++++ EXTRAIT SOURCE ++++

Le bois de oud est-il devenu l’ingrédient incontournable des parfums ? Or noir des parfumeurs, l’oud a su trouver sa place auprès de nez initiés à sa senteur boisée et fumée si particulière. Si son origine remonte à la nuit des temps, la tendance d’intégrer du oud aux compositions est plutôt récente. Mais quelles facettes se cachent derrière cet ingrédient rare et mystérieux ?
L’histoire d’un bois mystique
L’origine du bois de oud
Le bois de oud révèle en réalité une résine rare et parfumée, issue de certaines variétés d’arbres de l’espèce aquilaria, prospérant au cœur des forêts tropicales d’Asie. Connue sous diverses appellations telles que le bois d’Agar, le bois d’aloès ou encore le bois d’argile, cette précieuse substance, nommée « oud » en arabe, émane de l’arbre lorsqu’il succombe à l’assaut du champignon Phialophora parasitica. Lorsqu’il n’est pas infesté, l’arbre demeure dépourvu de toute émanation olfactive. Ainsi, c’est de la réaction du bois malade que naît la résine tant recherchée. Une origine singulière pour un ingrédient parfumé, à l’instar de l’ambre gris dont l’origine pourrait vous intriguer si vous n’êtes pas déjà familiarisé avec elle…
Bois de oud, parfum sacré
Cette précieuse résine est utilisée depuis des millénaires à des fins thérapeutiques, esthétiques mais aussi spirituelles. L’oud est présent dans les Veda indiens, certains des textes les plus anciens de l’humanité, mais aussi dans la Bible.
Les bouddhistes brûlent ses copeaux pour entrer en méditation quand la médecine traditionnelle asiatique le recommande pour traiter maux de ventre et autres affections respiratoires. Dans la culture musulmane, l’oud apparaît comme l’un des ingrédients fondamentaux de la parfumerie.

++++

QUESTIONS SUR LE TEXTE
(a) Répondez à ces questions sur le texte consacré au bois de oud :
(i) Quel champignon, selon le texte, amène l'arbre à produire la résine ?
(ii) Dans quels écrits anciens l'oud est-il mentionné ?
(iii) Que font les bouddhistes de ses copeaux ?
(b) Poursuivez le texte sur le bois de oud au-delà de sa dernière phrase.

++++ EXTRAITS DE DONNÉES ++++

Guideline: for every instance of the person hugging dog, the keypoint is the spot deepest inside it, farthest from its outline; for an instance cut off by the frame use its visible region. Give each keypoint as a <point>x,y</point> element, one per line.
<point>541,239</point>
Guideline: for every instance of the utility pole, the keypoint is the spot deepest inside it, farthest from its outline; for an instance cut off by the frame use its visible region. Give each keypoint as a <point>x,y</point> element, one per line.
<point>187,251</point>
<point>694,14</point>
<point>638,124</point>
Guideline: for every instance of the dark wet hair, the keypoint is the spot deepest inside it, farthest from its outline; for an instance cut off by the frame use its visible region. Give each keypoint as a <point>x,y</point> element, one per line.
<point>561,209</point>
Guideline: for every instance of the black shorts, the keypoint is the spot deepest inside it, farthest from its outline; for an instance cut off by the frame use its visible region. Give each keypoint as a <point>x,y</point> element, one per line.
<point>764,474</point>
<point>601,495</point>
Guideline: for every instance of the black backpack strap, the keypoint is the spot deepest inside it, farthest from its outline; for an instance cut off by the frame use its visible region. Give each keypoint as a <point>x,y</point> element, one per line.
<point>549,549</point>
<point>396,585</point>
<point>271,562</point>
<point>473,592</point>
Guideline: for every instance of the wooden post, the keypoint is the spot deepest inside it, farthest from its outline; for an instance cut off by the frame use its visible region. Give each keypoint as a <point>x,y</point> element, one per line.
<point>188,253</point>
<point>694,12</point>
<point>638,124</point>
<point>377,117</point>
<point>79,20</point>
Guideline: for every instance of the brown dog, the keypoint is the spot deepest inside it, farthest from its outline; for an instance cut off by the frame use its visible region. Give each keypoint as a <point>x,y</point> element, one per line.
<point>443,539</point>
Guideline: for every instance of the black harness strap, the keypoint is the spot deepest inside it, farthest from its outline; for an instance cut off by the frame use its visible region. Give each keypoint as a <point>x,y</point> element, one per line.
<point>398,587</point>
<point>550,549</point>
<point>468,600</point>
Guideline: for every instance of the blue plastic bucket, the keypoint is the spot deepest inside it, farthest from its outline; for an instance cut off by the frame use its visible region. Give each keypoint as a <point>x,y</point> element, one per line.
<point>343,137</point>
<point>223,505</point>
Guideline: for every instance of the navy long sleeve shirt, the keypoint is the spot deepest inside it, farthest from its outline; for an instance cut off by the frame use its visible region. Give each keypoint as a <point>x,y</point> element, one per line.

++++

RÉPONSES AUX QUESTIONS
(a)
(i) Phialophora parasitica.
(ii) Dans les Veda indiens et dans la Bible.
(iii) Ils les brûlent pour entrer en méditation.

(b)
Aujourd’hui encore, son odeur se diffuse dans tout le Moyen-Orient. Son essence parfume l’eau du bain, ses copeaux sont brûlés dans le bakhour (encens naturel composé de plusieurs éléments odorants) pour imprégner les vêtements et la chevelure. Son huile essentielle s’intègre aussi aux mukhallat, ces compositions parfumées sans alcool, que portent hommes et femmes au quotidien.
Une essence rare
Une fois récupérée et traitée, la résine s’intègre dans les parfums. Alors que l’espèce Aquilaria compte une vingtaine d’arbres, seules deux ou trois variétés d’entre elles peuvent produire du oud. Une fois infecté, l’arbre sécrète son remède parfumé après 6 mois environ. Seul un arbre sur cent produira du oud, mais comme il est impossible de savoir lequel, il est nécessaire d’en abattre beaucoup avant de tomber sur la résine tant recherchée.
Si ces arbres poussaient en nombre il y a encore quelques années dans les forêts d’Asie du Sud-Est, ils ont été rapidement décimés. Aujourd’hui, de nombreux pays protègent ces arbres, faisant du oud un produit encore plus rare. Cependant, pour répondre à une demande croissante, ces essences sont cultivées. C’est de la main de l’homme que naît le oud, en inoculant directement le champignon à l’arbre.
Oud et parfum
Quelle est l’odeur du oud ?
Une fois distillé, le bois de oud délivre une essence à l’odeur envoûtante. Le succès de cette matière découle de son parfum mystérieux et de ses facettes complexes. Il revêt des notes boisées, résineuses et ambrées qui rappellent le santal, avec un « petit quelque chose » difficile à définir. Cette essence dévoile aussi un côté plus sombre et animal, charnel, brut. Elle apporte beaucoup de chaleur à une composition et dévoile un sillage oriental à l’odeur fauve et aux nuances d’encens très sensuelles. Avec l’oud, une fragrance se pare de beaux reflets ambrés, comme une invitation à voyager…
Bois de oud : véritable ou mirage olfactif ?
À cause de sa rareté, il est presque impossible de se procurer l’essence de bois de oud. Pour acquérir une essence naturelle, il faut travailler directement avec des paysans Laotiens ou Birmans et surtout avoir les moyens d’acquérir cet or noir. Parfois plus cher que l’or, son prix oscille selon les variétés entre 15000€ et 60000€ le litre !
Le coût de la matière est tellement élevé que cet ingrédient est largement reproduit en laboratoire. Pour le recréer, les parfumeurs combinent plusieurs molécules de synthèse aux odeurs boisées et ambrées avec d’autres huiles essentielles naturelles. Pour reconstituer le parfum du oud, on peut ainsi utiliser du patchouli, du vétiver, de l’encens et du cypriol, une plante dont l’essence délivre une senteur boisée et fumée très aromatique. La synthèse prouve encore une fois son utilité en permettant de démocratiser l’utilisation d’un ingrédient précieux.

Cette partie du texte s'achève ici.